* WHAT TO DO:
1) In the review of False Value, what does the young London policeman at the center of the series discover he can do?
2) From the review of False Value, quote the part that opens with the words containing "False Value is" and closes with "up and delivered.".
3) Continue the review of False Value after its final sentence.
PASSAGE GIVEN start
Wednesday, January 22, 2020

False Value - Ben Aaronovitch

False Value is the latest in the long running P.C. Peter Grant series by Ben Aaronovitch, in which a young London policeman discovers he can do magic, investigates mystical crimes, finds love, and does a truly horrific amount of paperwork. I’ve been a fan of the series for years, so I went in expecting quite a lot from False Value – and it absolutely stepped up and delivered. 

One of the strong points of the series has always been the worldbuilding. It suggests a London which lives alongside the one we’re familiar with. One where vampires lurk in suburban basements, and where mystical pacts drive the tunnels of Crossrail. And this works, because both sides of the liminal divide are treated with equal attention, and equal respect. The pageants of the old gods of the river have all the colour, verve and life that sits at the heart of these celebrations even now. And the fluorescent flickers of the Silicon Roundabout, with its buzzwords and ruthlessness disguised as corporate beneficence is appallingly familiar. It’s also no less strange than a policeman who can fling fire from his fingertips, though perhaps a little more mundane.  

For me it’s the blend that makes this world work. The way that the normal and the supernatural mix, the way they interweave, until the idea that the tech wizards over the river might have something in common with actual wizards seems worryingly plausible. Also, even as these worlds are being woven together by an expert hand, we get to see London. Living, breathing, occasionally kicking the crap out of someone, occasionally letting that sparkle at the bottom of a sewer grate be your wedding ring after all. Aaronovitch loves London, and it shows in the prose, whose descriptions balance sharp observation with wry affection. By the end of this story, I defy you not to love London too, or at least, understand it a little better.  

So yes. We’re back in London. And yes, London is as fierce and driven and dark and beautiful as it ever was, laced with history, with romance and death, with people getting by, people getting rich, and people fighting to survive. You can feel that on the page.
PASSAGE GIVEN end
SUPPLIED INFORMATION start
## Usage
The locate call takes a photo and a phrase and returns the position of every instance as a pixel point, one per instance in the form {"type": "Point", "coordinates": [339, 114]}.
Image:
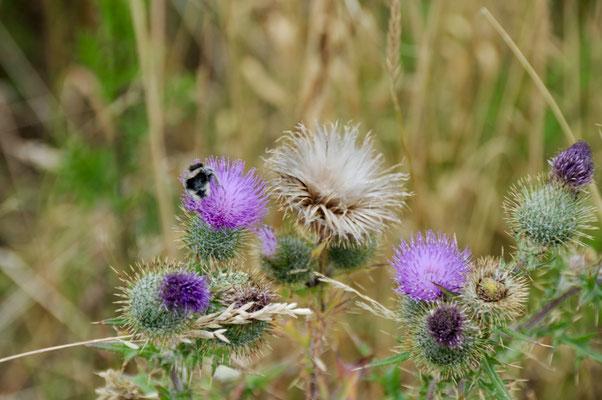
SUPPLIED INFORMATION end
* ANSWER SET:
1) He discovers he can do magic.

2)
False Value is the latest in the long running P.C. Peter Grant series by Ben Aaronovitch, in which a young London policeman discovers he can do magic, investigates mystical crimes, finds love, and does a truly horrific amount of paperwork. I’ve been a fan of the series for years, so I went in expecting quite a lot from False Value – and it absolutely stepped up and delivered.

3)
Which brings us to Peter. In a lot of ways, we’ve watched Peter Grant grow up over the series. The man on these pages is perhaps a little more emotionally honest with himself than he had been. Carries a few more scars, physical and mental. This Peter Grant can still be surprised, which is a delight for him and us (well, except when he’s surprised by some new and exciting way to get himself killed, which is less good for him), but has the experience to be cautious. Watching Peter mature has been a joy, and he’s a good man here, I think. Someone who can be a friend, a partner, a mentor. Possibly not always doing the correct thing, but by his light, trying to eventually do the right one.  

As a character study, it’s a joy to read. Peter’s internal voice is wry, cynical, observant and self aware. It’s a pleasure to be along for the ride with him, and that voice is what keeps you turning pages, trying to see what Peter is seeing, trying to work the corners of a mystery, trying to understand what’s coming next. And what’s next for him too, actually.  Peter is comfortable in himself, I think, but trying to understand what’s next – and at the same time is warm and loving to his family, a smartarse, and a top-notch investigator.  

There’s a wider cast, of course. Many are familiar faces to long time readers. Some are new. All of them have something. Each of them is memorable, from the odd denizens of London’s tech sector, to the at-least-as-odd denizens of its supernatural courts. They’re real. Police working on cases with minimal budgets and support, trying to do the best they can and keep the peace. Private security, balancing the needs of their bosses and a steady income with what they’re willing to do in service of either. Rivers who want to have fun – or not. And other things, stranger, darker things, they live here too. And if all of the people feel real, if we empathise with them, if we feel their sadness and their passion and their amity and their rage and their love for one another, we also feel the darkness, sitting just out of view, and it is no less intimate, no less real than the people who live with it, around it, or investigate it. It all works, this story of people, and works wonderfully.  

So the world is brilliantly realised, the characters live and breathe. But is the story any good, though?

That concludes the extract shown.